Given exercise: How many lines of the records below contain the word "hair"? Give only the number.
>> START Information given
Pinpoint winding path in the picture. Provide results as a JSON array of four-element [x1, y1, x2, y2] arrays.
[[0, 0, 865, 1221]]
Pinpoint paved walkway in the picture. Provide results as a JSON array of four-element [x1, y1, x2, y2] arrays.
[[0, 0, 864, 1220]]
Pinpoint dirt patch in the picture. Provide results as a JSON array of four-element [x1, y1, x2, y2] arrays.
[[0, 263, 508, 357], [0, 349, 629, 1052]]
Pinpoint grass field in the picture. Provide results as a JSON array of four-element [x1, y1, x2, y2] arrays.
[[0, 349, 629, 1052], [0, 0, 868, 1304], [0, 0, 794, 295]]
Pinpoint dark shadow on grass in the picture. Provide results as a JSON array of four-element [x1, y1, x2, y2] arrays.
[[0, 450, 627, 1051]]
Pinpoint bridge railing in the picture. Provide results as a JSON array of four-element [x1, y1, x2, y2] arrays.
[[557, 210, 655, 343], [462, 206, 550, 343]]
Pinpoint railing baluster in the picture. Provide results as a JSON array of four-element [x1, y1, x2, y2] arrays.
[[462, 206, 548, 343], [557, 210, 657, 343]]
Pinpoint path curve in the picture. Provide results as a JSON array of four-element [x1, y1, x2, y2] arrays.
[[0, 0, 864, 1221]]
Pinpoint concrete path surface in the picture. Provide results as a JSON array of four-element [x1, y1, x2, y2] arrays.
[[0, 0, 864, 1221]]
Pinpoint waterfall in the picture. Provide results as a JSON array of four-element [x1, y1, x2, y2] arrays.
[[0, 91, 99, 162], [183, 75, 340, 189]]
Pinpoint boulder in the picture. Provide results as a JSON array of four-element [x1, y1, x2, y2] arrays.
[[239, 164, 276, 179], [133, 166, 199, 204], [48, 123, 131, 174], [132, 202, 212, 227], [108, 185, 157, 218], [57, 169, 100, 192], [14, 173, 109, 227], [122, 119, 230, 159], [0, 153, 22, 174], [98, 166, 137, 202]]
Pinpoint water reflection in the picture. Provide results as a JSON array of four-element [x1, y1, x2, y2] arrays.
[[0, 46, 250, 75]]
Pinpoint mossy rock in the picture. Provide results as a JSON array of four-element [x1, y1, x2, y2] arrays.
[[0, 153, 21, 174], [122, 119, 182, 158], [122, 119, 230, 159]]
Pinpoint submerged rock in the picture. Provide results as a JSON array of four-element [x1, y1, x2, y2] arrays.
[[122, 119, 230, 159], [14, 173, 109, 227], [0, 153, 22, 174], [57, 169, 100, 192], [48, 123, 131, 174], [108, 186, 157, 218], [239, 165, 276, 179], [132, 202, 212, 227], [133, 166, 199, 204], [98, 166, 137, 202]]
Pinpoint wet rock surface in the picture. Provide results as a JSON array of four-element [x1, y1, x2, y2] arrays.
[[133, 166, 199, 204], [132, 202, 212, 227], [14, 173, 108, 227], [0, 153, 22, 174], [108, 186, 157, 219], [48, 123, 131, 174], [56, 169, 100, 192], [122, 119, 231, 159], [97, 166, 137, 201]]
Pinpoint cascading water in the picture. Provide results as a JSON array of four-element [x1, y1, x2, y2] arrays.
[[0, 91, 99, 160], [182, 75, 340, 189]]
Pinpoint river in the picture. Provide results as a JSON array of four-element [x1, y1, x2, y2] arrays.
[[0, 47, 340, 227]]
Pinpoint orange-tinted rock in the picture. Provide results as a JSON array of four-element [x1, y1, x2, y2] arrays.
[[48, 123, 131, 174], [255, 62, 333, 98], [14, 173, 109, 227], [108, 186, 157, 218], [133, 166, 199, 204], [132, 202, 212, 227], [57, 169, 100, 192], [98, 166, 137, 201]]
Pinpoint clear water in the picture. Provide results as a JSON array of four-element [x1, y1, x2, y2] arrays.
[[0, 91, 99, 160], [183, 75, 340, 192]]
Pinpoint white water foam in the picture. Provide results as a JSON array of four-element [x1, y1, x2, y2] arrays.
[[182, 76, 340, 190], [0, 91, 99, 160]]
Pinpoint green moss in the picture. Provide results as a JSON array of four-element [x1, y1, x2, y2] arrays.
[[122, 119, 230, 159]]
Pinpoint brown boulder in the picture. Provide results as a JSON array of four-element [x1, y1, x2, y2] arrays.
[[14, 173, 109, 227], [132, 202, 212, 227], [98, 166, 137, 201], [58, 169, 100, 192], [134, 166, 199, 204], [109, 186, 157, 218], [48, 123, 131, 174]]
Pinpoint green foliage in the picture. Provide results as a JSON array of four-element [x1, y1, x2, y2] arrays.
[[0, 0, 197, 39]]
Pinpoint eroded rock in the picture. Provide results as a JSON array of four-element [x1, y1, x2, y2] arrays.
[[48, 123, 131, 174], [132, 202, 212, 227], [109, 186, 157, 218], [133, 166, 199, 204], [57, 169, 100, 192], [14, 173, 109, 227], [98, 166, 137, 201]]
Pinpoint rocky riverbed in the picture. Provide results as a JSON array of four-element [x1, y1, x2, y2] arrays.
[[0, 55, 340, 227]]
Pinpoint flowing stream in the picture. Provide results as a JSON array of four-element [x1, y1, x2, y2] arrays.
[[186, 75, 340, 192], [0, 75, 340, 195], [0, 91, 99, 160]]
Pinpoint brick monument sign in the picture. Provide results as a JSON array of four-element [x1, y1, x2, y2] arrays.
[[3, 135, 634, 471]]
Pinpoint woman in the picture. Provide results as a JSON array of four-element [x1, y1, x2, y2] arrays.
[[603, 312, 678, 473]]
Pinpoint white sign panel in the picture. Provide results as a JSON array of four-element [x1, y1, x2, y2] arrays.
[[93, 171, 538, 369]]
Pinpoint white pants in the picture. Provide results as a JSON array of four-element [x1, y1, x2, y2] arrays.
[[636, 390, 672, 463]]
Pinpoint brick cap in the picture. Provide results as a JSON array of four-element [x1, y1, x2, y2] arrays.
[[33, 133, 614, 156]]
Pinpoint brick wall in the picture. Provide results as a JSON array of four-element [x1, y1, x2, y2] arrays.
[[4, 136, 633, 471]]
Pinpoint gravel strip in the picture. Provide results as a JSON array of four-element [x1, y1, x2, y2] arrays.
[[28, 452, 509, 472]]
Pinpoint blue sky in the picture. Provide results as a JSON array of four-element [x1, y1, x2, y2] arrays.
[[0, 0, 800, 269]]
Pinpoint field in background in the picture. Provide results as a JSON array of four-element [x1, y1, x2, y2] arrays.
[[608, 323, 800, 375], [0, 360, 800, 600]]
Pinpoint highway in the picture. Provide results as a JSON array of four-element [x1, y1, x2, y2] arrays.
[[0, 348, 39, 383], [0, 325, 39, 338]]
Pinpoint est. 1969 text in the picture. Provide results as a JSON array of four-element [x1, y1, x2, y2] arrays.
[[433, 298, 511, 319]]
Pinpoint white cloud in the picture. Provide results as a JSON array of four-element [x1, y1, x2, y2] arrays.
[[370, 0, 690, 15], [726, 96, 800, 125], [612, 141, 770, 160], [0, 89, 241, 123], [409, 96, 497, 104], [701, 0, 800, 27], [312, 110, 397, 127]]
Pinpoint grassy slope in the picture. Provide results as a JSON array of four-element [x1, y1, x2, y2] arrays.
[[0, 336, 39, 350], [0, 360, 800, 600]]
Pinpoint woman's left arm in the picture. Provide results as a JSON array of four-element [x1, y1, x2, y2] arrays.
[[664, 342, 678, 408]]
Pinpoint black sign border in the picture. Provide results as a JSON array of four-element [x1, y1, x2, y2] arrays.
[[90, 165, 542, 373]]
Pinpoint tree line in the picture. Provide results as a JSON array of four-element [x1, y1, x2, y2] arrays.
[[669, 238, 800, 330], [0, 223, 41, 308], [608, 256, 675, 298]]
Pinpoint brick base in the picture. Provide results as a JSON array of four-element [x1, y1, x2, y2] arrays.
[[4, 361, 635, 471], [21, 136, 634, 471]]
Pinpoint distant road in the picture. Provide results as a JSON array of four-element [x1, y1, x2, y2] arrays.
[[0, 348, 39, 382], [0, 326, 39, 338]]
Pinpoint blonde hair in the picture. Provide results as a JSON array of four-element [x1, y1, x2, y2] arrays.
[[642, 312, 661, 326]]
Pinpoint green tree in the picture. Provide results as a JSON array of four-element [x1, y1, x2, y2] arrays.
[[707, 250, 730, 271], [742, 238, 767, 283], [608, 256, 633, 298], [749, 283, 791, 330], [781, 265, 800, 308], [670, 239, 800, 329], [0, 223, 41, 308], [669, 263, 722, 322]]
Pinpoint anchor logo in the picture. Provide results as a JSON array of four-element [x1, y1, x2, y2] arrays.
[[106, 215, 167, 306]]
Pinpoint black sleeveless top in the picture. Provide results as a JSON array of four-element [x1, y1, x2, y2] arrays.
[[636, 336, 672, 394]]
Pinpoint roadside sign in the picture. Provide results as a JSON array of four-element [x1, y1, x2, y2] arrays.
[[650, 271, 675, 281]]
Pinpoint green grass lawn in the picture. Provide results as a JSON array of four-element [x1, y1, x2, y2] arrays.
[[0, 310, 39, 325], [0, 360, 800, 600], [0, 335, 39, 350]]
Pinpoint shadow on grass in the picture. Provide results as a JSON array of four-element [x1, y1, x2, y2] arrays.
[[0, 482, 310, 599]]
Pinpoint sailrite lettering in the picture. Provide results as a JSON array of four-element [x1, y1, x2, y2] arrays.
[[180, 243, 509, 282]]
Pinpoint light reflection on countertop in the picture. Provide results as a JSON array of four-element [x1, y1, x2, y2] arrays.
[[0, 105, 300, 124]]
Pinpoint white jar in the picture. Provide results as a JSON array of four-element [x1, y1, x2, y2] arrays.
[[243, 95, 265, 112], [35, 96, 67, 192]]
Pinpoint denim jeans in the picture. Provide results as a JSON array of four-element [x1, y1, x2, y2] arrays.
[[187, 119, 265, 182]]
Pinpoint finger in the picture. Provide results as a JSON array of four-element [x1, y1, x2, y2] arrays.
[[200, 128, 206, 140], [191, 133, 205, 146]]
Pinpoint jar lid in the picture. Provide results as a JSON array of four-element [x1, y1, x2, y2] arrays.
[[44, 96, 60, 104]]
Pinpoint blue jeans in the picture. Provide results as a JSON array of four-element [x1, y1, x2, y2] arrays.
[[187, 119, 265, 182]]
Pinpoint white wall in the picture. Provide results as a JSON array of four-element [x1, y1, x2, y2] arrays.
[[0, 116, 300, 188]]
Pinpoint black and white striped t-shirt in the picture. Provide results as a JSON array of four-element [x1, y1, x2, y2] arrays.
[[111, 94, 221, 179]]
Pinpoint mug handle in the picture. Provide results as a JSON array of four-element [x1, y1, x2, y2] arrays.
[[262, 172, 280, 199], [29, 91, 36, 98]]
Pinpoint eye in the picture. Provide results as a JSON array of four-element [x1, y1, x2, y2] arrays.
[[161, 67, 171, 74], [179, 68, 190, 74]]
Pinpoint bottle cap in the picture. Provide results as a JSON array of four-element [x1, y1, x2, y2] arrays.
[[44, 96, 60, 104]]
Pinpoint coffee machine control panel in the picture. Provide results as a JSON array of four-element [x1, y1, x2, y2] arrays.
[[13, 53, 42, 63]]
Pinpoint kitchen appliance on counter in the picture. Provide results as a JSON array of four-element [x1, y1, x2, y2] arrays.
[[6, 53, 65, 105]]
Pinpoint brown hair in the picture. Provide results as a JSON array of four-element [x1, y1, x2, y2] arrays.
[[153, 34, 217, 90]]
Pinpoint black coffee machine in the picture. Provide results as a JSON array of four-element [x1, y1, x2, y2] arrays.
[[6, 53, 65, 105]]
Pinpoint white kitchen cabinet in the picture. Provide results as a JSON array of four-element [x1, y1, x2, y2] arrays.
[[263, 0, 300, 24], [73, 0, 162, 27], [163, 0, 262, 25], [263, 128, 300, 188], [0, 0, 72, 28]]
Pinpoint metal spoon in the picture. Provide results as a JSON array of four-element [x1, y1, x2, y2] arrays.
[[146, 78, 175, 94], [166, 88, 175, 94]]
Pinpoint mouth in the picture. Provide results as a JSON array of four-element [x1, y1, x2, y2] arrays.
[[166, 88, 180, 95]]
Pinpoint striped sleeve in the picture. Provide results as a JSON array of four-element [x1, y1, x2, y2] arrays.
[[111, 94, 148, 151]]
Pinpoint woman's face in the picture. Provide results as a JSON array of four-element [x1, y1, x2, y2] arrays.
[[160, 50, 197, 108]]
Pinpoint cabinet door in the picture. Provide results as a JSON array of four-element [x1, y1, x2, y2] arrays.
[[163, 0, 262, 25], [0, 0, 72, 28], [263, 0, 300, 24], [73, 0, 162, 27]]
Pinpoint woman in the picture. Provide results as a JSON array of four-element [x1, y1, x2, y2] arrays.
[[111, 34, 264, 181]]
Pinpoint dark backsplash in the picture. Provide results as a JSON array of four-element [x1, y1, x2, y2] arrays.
>> END Information given
Worked answer: 2